Location identification entries
=-=-=

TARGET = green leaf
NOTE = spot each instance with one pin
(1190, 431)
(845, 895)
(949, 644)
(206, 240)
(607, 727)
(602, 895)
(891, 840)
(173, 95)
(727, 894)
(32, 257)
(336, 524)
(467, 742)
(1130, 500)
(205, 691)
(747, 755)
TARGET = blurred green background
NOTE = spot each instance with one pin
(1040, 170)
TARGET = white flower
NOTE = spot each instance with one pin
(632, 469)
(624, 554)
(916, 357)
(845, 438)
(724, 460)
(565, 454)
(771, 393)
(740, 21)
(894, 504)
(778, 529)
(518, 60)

=-=-=

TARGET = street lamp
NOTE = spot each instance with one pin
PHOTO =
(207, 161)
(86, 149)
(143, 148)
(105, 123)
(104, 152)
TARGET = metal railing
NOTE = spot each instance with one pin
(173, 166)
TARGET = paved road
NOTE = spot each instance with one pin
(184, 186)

=-=-=

* _Work required_
Find every line in the records above that contains the word "green" and copy each one out. Case counts.

* _Answer in full_
TARGET = green leaf
TARGET = blurred green background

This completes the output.